Tweeting for Healthier Hearts

Tweeting for Healthier Hearts

Twitter and smartphone apps are circulating the word about February’s Heart Month, educating as well providing emergency resources for everyday people.

Is This Thing On?, or ITTO, is our Wednesday column showing how everyday people use technology in unexpected ways.

A heart surgeon tweeted while performing a patient’s double-coronary artery bypass, but it was not a case of distracted dissecting — the whole operation was designed to create awareness of Heart Month and educate millions on the delicate, but common, procedure.

Two doctors conducted the 57-year-old patient’s heart surgery, carrying out very special operations during the procedure. Dr. Michael Macris, medical director of cardiovascular surgery at Memorial Hermann Northwest in Houston held the scalpel, while Dr. Paresh Patel held the smartphone, posting the first live tweets, photos and even answering live questions from followers of the groundbreaking event.

The hospital then created a social documentary of the event, called a “storify,” beginning with pictures and information of the patient, who isn’t visible but consented to the project, being wheeled into the operating room.

The documentation is graphic, but informative. For example, near the end of the procedure, Dr. Patel tweets, “Dr. Macris has located the other diseased vessel and is sewing end of the saphenous vein to it — beyond the diseased area.” Pictures and short videos illustrating the technique accompanied the posting.

The Twitter broadcast ends with information on the patient’s expected recovery, which viewers learn is between four and seven days in the hospital. The short time it takes to see the process conveyed a lot of information, and the original broadcast and released storify help cultivate a better understanding of what a double-bypass looks like under the bright lights of the operating room.

In addition to creating awareness about heart surgery, medical apps can give some basic information to empower regular people on what to do in emergency situations while waiting for an ambulance.

According to the American Heart Association, 70 percent of Americans feel helpless to act during a cardiac arrest because they don’t know CPR or their training has lapsed. Luckily, digital tools help bridge the gap between the desire to help out and the knowledge of what to do.

Jim Schatzle, a veteran paramedic who trained thousands in CPR, created the $2 “Team Life CPR” to allow friends, relatives and bystanders to take action in those vital first few minutes. Since four out of five sudden cardiac arrests happen at home and have only a 5 percent survival rate, Schatzle created the app to educate more people about CPR to increase survival rates.

**Dataset content**:

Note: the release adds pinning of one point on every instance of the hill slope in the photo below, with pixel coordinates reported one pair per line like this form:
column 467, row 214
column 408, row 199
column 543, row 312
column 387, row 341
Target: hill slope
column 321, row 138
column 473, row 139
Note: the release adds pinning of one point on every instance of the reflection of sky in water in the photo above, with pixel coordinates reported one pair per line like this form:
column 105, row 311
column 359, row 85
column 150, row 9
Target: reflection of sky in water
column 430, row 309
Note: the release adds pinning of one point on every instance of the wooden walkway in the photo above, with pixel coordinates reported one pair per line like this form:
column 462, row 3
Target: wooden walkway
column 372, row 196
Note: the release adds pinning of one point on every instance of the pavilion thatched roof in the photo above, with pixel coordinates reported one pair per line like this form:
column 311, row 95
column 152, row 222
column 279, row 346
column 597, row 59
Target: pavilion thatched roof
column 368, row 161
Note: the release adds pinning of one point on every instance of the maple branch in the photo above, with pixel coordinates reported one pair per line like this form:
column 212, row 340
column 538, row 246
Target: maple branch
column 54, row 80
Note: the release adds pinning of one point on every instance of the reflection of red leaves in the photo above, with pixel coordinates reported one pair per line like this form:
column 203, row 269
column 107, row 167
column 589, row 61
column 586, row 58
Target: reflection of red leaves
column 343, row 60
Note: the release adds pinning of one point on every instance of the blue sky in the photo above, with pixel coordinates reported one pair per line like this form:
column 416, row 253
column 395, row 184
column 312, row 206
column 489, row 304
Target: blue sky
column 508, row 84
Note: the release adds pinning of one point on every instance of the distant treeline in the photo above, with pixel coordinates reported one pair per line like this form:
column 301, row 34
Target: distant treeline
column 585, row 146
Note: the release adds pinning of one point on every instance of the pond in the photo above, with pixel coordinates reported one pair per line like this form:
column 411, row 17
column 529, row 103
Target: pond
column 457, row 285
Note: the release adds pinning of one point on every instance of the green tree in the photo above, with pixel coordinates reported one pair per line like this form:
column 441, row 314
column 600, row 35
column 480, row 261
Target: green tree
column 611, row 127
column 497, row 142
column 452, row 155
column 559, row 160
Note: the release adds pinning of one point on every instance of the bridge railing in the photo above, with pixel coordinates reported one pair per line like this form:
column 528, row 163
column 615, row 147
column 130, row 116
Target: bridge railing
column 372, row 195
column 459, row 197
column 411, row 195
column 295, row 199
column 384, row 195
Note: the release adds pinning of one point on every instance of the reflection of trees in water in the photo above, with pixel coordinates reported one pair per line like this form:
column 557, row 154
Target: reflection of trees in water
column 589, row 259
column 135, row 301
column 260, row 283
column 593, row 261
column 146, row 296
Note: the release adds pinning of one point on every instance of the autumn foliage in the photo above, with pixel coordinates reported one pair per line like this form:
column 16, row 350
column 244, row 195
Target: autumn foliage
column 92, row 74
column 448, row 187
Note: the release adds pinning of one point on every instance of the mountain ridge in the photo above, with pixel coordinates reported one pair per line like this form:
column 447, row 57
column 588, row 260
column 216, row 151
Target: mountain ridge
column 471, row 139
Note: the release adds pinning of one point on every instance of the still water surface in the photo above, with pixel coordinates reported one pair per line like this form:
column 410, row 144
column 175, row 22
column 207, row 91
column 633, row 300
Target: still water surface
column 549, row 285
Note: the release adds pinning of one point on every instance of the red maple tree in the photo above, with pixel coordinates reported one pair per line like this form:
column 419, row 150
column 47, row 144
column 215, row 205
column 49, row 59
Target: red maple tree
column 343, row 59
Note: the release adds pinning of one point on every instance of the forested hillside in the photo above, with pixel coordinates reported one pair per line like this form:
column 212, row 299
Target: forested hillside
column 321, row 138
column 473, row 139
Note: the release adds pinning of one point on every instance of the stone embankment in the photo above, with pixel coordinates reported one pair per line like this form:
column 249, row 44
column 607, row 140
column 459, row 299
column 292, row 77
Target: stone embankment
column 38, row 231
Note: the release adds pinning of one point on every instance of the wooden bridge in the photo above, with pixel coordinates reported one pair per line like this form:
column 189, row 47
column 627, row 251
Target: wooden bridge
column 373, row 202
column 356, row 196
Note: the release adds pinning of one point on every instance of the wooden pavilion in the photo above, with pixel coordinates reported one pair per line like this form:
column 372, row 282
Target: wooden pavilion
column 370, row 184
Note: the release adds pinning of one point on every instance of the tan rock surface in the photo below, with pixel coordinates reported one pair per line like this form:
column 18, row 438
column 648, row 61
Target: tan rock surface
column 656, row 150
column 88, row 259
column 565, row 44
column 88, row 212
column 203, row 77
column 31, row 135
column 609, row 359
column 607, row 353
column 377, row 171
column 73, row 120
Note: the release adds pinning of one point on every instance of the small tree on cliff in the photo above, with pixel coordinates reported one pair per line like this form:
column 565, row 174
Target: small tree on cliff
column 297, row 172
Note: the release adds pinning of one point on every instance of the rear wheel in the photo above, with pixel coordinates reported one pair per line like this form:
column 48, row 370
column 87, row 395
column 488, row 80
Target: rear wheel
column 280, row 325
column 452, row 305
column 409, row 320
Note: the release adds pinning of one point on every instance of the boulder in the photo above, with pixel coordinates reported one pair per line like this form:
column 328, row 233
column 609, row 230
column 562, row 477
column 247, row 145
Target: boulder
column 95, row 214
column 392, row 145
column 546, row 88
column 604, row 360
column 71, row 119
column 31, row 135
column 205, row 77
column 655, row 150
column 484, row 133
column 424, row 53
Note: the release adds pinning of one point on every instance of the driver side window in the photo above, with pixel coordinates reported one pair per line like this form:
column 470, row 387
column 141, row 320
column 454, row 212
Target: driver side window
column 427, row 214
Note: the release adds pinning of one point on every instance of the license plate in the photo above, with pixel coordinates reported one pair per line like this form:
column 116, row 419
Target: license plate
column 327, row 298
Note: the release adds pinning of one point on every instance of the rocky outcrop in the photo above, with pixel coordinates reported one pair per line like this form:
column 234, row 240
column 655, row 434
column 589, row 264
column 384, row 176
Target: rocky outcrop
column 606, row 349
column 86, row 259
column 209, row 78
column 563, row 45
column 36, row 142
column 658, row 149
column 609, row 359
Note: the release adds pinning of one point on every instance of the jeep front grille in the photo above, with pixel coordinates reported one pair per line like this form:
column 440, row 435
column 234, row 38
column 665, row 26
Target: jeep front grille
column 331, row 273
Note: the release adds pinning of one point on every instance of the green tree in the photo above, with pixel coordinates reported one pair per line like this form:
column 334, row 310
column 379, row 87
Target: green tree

**Work item A**: In the Heart Month article, rewrite the paragraph beginning "Two doctors conducted the 57-year-old patient's heart surgery" as a short bulleted list that keeps its main facts.
**Work item B**: According to the Heart Month article, how long was the patient expected to stay in the hospital after the surgery?
**Work item C**: Carry on with the Heart Month article, picking up after its final sentence about why Schatzle created the app.

**Response A**:
- Two doctors performed heart surgery on a 57-year-old patient.
- Dr. Michael Macris, medical director of cardiovascular surgery at Memorial Hermann Northwest in Houston, held the scalpel.
- Dr. Paresh Patel held the smartphone. He posted the first live tweets and photos and answered live questions from followers.

**Response B**: Between four and seven days.

**Response C**:
This app, likened to a cyber-EMT standing over the user’s shoulder, provides CPR guides for users, with step-by-step visual and audible prompts, including counting compressions and giving instructions. The app is also promoted as a good refresher for those trained in CPR and is available for Apple, Android and Blackberry smart phones and tablets.

Other digital tools can help avoid the emergency scenarios by fostering prevention and awareness.

Macaw, a free wireless application from the U.S. Preventative Medicine’s partnership with Qualcomm, suggests changes to daily routines like recommending extending exercise periods or walking faster. The Macaw app connects to a person’s health information, includes risk factor alerts along with how to reduce them and is available for iOS and Android users.

The Tinke app and device, introduced at last month’s Consumer Electronics Show is another mobile heart health tool in the works to measure blood oxygen levels, as well as breathing and heart rates.

The biometric monitoring device, unveiled by Singapore-based Zensorium, connects to iOS devices via the dock connector. Users place a finger into the dongle’s lens, which then analyzes blood vessels on the fingertip using LED and infrared sensors.

The companion Tinke app analyzes the data it receives from the device and provides a general baseline score, called the Vita Index, and users can share and compare their results on a social network site created especially for the app, comparing stats with other users in the same demographic.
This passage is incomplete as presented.